Task details: Render each line of the records below as a JSON list of strings, one string per line, leaving out any blank lines.

(Some records)

════

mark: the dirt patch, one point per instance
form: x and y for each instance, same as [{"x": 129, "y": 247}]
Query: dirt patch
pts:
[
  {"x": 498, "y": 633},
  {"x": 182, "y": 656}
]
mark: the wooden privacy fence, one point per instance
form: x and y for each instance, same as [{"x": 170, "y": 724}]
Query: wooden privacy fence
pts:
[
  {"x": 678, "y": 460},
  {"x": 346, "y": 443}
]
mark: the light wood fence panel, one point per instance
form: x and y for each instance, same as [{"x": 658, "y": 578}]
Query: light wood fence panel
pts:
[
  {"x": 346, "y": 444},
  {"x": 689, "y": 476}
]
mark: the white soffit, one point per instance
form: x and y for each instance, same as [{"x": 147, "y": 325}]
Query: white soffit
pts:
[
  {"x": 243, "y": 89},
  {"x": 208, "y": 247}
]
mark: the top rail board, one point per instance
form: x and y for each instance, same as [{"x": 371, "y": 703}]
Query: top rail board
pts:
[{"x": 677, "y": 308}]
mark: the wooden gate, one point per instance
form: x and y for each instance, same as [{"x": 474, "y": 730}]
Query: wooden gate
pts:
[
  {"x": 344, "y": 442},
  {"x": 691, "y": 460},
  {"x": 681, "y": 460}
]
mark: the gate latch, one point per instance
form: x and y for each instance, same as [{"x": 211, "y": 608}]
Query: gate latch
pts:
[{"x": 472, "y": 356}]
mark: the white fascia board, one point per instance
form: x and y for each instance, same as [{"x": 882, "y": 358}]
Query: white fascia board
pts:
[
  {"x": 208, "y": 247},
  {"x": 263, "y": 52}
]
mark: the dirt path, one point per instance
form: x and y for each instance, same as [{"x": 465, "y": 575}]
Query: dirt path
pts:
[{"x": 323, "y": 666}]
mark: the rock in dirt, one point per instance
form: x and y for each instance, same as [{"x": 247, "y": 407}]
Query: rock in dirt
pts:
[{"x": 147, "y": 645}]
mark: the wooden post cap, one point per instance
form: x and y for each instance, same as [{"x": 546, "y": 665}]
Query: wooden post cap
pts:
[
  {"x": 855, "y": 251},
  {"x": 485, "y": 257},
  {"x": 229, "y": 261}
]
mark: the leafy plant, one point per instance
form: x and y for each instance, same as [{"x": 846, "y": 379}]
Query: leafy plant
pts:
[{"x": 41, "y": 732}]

════

Answer for the task:
[
  "mark: the dirt patch, one point per instance",
  "form: x and y for each instance, same as [{\"x\": 129, \"y\": 247}]",
  "Query: dirt patch",
  "pts:",
  "[",
  "  {\"x\": 498, \"y\": 633},",
  "  {\"x\": 182, \"y\": 656}",
  "]",
  "mark: the wooden privacy fence, one point per instance",
  "form: x and y for each instance, same as [{\"x\": 170, \"y\": 724}]",
  "Query: wooden privacy fence",
  "pts:",
  "[",
  "  {\"x\": 678, \"y\": 460},",
  "  {\"x\": 346, \"y\": 443}",
  "]",
  "mark: the light wood fence panel, one point per instance",
  "form: x and y for each instance, same as [{\"x\": 658, \"y\": 578}]",
  "Query: light wood fence panel",
  "pts:",
  "[",
  "  {\"x\": 346, \"y\": 444},",
  "  {\"x\": 689, \"y\": 476}",
  "]",
  "mark: the white soffit, one point per instance",
  "form: x and y for each instance, same as [{\"x\": 147, \"y\": 325}]",
  "Query: white soffit",
  "pts:",
  "[",
  "  {\"x\": 243, \"y\": 89},",
  "  {\"x\": 208, \"y\": 247}",
  "]",
  "mark: the top rail board, one point per instance",
  "form: x and y for each instance, same as [{\"x\": 371, \"y\": 703}]",
  "Query: top rail board",
  "pts:",
  "[{\"x\": 677, \"y\": 308}]",
  "mark: the wooden gate, one point per instance",
  "form: x and y for each instance, same as [{\"x\": 474, \"y\": 730}]",
  "Query: wooden gate",
  "pts:",
  "[",
  "  {\"x\": 344, \"y\": 442},",
  "  {\"x\": 691, \"y\": 460},",
  "  {\"x\": 681, \"y\": 460}",
  "]",
  "mark: the gate latch, one point per instance",
  "form: x and y for each instance, same as [{\"x\": 211, \"y\": 608}]",
  "Query: gate latch",
  "pts:",
  "[{\"x\": 472, \"y\": 356}]",
  "mark: the white fascia board, one point per instance",
  "form: x and y for each instance, same as [{\"x\": 882, \"y\": 358}]",
  "Query: white fascia board",
  "pts:",
  "[",
  "  {\"x\": 208, \"y\": 247},",
  "  {\"x\": 263, \"y\": 52}",
  "]",
  "mark: the dirt path, one point per instance",
  "form: x and y for each instance, same as [{\"x\": 465, \"y\": 575}]",
  "Query: dirt path",
  "pts:",
  "[{\"x\": 323, \"y\": 666}]",
  "mark: the rock in dirt, one point per instance",
  "form: x and y for each instance, same as [{\"x\": 247, \"y\": 407}]",
  "Query: rock in dirt",
  "pts:",
  "[{\"x\": 147, \"y\": 645}]",
  "mark: the wooden post cap, one point per instance",
  "form: x and y for each instance, same as [{\"x\": 546, \"y\": 665}]",
  "Query: wooden post cap",
  "pts:",
  "[",
  "  {\"x\": 855, \"y\": 251},",
  "  {\"x\": 485, \"y\": 257},",
  "  {\"x\": 229, \"y\": 261}",
  "]",
  "mark: the leafy plant, one point per instance",
  "form: x and y for each instance, same as [{\"x\": 846, \"y\": 379}]",
  "Query: leafy plant",
  "pts:",
  "[{\"x\": 41, \"y\": 732}]"
]